• [Exercise text]:

____________

You call it a "non-deductible" IRA; the Internal Revenue Service calls it a Roth IRA. Either way, it's a retirement plan that doesn't give you a deduction when you put the money in, but the money comes out tax-free, if you can wait long enough. Unfortunately, some young couples can't wait. You may want to pay off some debt or make a big purchase, like a new home. You can get money out of you IRA early, though you may have to pay taxes and, in some cases, an additional penalty.
If you have income from an employer or self-employment, you can contribute to a Roth IRA up to the annual limits set by the IRS or the amount of your income, whichever is less. Contributions may be further limited or phased out completely if your income is too high. While all your contributions will be after-tax, income on any investments you make within the plan won't be taxed, and if you can wait until you're age 59 1/2, you can begin making withdrawals tax-free, assuming you've had the plan for at least five years. If you can't wait, you'll generally pay tax on any distributions that weren't previously taxed: the investment income part, along with an additional 10 percent early withdrawal penalty.
Tax and Penalty-Free Distributions
Since you already paid taxes on the amounts you contributed, you can take that out at any time without paying taxes or a penalty, and since the IRS assumes your own contributions come out first, you can keep taking money out, tax and penalty-free, until you exceed your own contributions. Then it becomes investment income subject to taxes and penalties. Once your plan has been in effect for at least five years, you can also withdraw money tax and penalty-free if you qualify as being permanently disabled or, on a happier note, to purchase a first home. For the first home, you're limited to $10,000, but it can come from your own contributions and investment income. When you inherit a Roth IRA as a named beneficiary, you can always make withdrawals tax- and penalty-free.

____________

• [Provided material]:
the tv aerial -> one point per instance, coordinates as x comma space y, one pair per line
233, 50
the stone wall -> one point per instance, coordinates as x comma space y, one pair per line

____________

• [Work instructions]:
A. What is the Spanish for this sentence from the Roth IRA text: "Then it becomes investment income subject to taxes and penalties."?
B. Can you carry on the Roth IRA text from the end of its last sentence?

• [Set of answers]:
A. Entonces se convierte en ingresos de inversión sujetos a impuestos y multas.

B.
Allowable Early Distributions
In some other situations, the IRS will allow you to take money out early to pay certain expenses without paying a penalty. However, in these cases you'll pay tax on any previously untaxed portions. These include your individual medical costs that exceed a certain annual percentage of your adjusted gross income; to pay medical insurance if you're unemployed and meet certain IRS requirements; to pay higher education expenses for you or a qualified dependent, or to pay off a tax levy by the IRS. In all of these cases, the plan must have been in effect for five years, and the tax applies only to investment income.
Things to Consider
Right now, while you're building a life together, you may not appreciate all the benefits a nondeductible Roth IRA can provide over the years. You could build a hefty tax-free income for your retirement. Or you may some day appreciate that you never have to take distributions from your Roth IRA, but can leave a tax-free inheritance to your kids or other named beneficiary. Consider other options first and think carefully before you tap your IRA for short-term benefit.